**EJERCICIO BREVE A:**
Responde a estas preguntas con datos del fragmento sobre la participación y el país:
(i) ¿Qué tema se dice que está en la picota?
(ii) ¿Qué país es el que hay que rehacer?
(iii) ¿Qué recordaba Jorge Luis Borges?

##### FRAGMENTO PROPORCIONADO #####

Se diría que el tema de la participación –uno de los esenciales valores democráticos modernos– está en la picota. El concepto de Nación –de circunstancia colectiva compartida– se deshace y la exclusión tiene muchos signos: está, por supuesto, en los desheredados de siempre, pero también está en los que se autoexcluyen, en los que han dejado de creer en el hecho colectivo y sólo cuidan sus intereses particulares. Basta correr la cortina –se dirán muchos de ellos– para borrar lo que no queremos ver: no sólo la marea de hogares humildes que se trepan por los cerros sino nuestra propia incapacidad –¿nuestra miseria cotidiana?– para propiciar una relación de otro orden con el país que nos contiene.

El país es la tragedia y he allí lo que no queremos ver. Como el dolor nos irrita y nunca sabemos administrarlo, preferimos abandonar la barcaza y dejársela a otros: al vacío, a la barbarie o a la inconsciencia. El país que llevamos dentro, y cuya suma construimos entre todos, es el que hay que rehacer, con todo y la carga de dolor que ello nos signifique. En sus ruinas están las ruinas de todos, en su desvarío se encubre los desvaríos de todos: Jorge Luis Borges recordaba que cuando alguien asesinaba, todos empuñábamos la pistola.

##### EL LISTADO #####

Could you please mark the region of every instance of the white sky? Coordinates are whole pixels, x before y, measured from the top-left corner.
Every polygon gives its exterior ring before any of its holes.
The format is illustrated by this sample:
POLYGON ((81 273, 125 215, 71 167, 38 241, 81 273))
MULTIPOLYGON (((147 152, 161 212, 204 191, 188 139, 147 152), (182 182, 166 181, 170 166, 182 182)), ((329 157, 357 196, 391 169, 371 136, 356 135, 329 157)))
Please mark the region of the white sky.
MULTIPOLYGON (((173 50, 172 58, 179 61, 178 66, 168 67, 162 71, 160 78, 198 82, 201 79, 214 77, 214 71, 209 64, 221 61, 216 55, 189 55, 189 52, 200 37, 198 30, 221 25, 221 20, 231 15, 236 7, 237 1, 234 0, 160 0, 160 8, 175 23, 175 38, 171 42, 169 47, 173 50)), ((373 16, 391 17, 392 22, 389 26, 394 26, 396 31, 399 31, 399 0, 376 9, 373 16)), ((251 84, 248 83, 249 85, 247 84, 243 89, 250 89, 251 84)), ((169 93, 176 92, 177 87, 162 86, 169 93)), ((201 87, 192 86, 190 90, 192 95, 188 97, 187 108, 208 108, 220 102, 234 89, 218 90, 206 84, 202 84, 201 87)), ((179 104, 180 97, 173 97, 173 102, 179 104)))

#####

**EJERCICIO BREVE B:**
Enumera todas las líneas del listado que contengan la palabra "before" y cópialas íntegras.

**SOLUCIÓN COMPLETA A:**
(i) El tema de la participación, uno de los esenciales valores democráticos modernos.
(ii) El país que llevamos dentro, y cuya suma construimos entre todos.
(iii) Que cuando alguien asesinaba, todos empuñábamos la pistola.

**SOLUCIÓN COMPLETA B:**
Could you please mark the region of every instance of the white sky? Coordinates are whole pixels, x before y, measured from the top-left corner.
Every polygon gives its exterior ring before any of its holes.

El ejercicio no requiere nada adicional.